** Opening Records block **

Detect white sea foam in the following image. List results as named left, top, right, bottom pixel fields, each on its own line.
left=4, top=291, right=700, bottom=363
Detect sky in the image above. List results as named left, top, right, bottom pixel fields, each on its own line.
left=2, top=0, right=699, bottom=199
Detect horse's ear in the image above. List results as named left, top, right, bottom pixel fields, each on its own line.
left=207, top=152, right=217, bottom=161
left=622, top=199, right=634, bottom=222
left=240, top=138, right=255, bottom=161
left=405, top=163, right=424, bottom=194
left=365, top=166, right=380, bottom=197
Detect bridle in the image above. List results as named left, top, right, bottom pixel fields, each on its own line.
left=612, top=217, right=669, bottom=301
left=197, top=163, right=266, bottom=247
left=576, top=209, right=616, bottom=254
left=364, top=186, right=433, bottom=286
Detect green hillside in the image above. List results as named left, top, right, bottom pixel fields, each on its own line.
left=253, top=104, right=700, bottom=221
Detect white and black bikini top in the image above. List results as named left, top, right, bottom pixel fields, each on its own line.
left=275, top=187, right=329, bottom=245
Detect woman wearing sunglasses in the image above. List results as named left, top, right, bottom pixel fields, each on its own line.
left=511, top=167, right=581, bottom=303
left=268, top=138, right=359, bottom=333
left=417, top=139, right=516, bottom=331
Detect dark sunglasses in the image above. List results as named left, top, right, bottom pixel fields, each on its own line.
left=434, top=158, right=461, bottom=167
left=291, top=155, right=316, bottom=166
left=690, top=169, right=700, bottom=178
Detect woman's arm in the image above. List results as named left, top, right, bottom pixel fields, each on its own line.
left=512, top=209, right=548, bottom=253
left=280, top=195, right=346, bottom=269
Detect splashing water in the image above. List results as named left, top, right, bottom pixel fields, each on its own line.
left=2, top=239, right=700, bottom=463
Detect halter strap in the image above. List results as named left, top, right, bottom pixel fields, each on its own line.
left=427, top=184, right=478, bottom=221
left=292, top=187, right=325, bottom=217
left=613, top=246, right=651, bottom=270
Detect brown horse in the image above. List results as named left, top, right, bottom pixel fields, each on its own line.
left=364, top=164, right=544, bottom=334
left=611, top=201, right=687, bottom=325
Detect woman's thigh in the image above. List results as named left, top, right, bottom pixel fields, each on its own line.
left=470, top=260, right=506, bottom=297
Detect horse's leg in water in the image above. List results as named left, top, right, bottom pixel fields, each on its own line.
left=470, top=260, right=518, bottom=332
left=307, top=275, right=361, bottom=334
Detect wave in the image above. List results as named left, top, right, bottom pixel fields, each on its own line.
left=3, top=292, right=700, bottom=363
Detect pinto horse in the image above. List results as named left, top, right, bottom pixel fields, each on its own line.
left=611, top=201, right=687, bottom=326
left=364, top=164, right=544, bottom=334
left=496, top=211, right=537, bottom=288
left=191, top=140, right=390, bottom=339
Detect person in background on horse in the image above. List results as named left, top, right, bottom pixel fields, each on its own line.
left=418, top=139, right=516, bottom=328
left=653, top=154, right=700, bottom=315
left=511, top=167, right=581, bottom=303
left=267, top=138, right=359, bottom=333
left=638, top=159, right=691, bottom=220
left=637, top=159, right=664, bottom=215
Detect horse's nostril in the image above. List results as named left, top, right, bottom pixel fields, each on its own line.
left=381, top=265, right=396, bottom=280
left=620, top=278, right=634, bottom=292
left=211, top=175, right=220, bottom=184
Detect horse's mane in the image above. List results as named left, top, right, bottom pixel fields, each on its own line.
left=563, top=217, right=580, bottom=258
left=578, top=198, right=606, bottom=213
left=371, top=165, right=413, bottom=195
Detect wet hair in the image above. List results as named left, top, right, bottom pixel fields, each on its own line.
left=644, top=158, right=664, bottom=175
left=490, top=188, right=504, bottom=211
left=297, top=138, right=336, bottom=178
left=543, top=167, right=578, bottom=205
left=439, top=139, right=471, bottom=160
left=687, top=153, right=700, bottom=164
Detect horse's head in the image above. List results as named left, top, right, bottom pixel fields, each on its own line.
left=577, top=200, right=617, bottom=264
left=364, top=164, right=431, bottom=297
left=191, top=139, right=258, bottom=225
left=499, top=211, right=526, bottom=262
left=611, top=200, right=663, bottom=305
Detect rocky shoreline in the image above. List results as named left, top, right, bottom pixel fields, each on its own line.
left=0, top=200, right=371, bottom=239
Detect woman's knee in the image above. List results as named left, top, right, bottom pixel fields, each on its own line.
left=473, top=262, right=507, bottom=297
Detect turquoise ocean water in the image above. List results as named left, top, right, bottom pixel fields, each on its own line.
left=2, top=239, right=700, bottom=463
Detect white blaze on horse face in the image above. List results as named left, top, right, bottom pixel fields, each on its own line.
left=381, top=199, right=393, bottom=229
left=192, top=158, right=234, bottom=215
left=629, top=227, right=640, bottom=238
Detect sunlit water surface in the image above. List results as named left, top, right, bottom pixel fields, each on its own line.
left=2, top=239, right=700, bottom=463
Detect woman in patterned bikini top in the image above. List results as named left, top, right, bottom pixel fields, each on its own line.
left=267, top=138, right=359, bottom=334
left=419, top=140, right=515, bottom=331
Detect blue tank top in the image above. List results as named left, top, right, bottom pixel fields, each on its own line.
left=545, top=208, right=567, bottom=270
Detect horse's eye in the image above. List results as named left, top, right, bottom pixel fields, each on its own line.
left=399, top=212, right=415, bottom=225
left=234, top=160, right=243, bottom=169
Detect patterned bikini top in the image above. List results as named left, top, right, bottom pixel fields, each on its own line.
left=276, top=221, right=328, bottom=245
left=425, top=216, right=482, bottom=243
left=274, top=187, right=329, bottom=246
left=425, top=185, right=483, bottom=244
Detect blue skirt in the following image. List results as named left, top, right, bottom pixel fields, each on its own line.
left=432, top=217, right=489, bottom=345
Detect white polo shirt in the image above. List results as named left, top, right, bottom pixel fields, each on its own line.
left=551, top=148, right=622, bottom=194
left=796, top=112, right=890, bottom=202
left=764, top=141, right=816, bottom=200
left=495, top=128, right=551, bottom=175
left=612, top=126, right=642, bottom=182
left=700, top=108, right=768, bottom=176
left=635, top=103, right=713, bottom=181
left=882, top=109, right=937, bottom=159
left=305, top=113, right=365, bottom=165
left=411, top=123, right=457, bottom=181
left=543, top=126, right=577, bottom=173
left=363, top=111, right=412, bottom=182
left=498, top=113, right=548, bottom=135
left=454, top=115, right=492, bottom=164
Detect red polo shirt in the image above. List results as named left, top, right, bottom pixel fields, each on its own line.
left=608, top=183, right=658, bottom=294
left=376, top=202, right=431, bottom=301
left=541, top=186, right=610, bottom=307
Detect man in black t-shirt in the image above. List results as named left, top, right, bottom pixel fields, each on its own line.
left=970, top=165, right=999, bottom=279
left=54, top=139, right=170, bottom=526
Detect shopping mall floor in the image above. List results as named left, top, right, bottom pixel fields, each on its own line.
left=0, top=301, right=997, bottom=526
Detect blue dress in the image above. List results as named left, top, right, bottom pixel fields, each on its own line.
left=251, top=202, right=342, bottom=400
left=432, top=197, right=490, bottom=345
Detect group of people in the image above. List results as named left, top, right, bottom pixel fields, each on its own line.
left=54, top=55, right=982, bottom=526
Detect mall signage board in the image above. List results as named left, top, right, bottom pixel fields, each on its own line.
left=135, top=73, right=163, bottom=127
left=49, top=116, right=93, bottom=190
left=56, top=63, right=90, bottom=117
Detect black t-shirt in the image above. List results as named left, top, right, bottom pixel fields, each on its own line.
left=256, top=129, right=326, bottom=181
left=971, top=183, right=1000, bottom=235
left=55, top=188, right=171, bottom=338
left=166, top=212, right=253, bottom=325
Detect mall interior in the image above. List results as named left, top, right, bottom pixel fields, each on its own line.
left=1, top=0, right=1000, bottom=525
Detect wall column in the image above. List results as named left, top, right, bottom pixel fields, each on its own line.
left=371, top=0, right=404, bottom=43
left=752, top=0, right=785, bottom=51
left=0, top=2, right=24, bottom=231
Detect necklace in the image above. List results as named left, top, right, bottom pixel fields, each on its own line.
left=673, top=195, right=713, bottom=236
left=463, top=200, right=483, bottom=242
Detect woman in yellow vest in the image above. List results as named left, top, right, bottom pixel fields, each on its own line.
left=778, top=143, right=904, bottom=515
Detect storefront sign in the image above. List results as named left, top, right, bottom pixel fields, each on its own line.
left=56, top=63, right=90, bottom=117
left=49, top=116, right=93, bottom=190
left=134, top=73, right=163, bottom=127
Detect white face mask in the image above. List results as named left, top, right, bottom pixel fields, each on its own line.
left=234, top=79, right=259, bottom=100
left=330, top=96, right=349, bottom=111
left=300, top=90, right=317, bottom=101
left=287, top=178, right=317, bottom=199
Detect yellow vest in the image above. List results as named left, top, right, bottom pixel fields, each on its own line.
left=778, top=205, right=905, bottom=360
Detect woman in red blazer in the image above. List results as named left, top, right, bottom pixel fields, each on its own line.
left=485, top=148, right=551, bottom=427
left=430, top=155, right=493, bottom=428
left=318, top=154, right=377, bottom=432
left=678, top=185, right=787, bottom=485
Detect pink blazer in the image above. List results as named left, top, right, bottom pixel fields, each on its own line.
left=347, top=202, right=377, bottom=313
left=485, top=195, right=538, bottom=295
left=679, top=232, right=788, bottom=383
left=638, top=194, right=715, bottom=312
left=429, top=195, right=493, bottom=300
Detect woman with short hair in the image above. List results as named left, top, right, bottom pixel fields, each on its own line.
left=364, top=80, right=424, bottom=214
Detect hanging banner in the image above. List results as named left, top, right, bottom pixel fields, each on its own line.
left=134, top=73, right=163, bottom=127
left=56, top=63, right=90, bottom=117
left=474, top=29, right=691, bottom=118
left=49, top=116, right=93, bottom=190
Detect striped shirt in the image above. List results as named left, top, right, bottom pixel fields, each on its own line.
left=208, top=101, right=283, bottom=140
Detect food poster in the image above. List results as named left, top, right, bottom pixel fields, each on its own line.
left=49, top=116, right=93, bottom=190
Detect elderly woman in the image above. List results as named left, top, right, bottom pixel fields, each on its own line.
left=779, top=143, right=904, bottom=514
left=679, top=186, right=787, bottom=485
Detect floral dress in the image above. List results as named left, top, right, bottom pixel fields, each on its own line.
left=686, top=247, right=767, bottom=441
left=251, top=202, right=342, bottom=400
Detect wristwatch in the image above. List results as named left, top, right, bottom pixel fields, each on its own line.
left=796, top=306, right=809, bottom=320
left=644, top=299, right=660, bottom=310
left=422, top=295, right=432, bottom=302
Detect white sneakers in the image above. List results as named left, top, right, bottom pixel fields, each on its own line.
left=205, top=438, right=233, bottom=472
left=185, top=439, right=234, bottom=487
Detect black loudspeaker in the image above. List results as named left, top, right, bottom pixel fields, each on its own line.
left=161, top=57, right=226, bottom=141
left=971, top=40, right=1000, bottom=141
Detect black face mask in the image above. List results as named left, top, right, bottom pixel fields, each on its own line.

** Closing Records block **

• [Problem to work on]: The line containing "Detect wristwatch in" opens the range, and the last line of the entries closes it; copy that range exactly.

• [Solution for this exercise]:
Detect wristwatch in the image above. List results as named left, top, right, bottom pixel fields, each on its own line.
left=796, top=306, right=809, bottom=320
left=644, top=299, right=660, bottom=310
left=422, top=295, right=432, bottom=302
Detect white sneakers in the image above. List results as named left, top, right, bottom pixel fields, each on its own line.
left=205, top=438, right=233, bottom=472
left=185, top=439, right=234, bottom=487
Detect black loudspeaker in the image above. List results as named left, top, right, bottom pixel fields, each on its own line.
left=161, top=57, right=226, bottom=141
left=971, top=40, right=1000, bottom=141
Detect black face mask in the image above. List results as named left, top, right, bottom pixel fields, each on its own line.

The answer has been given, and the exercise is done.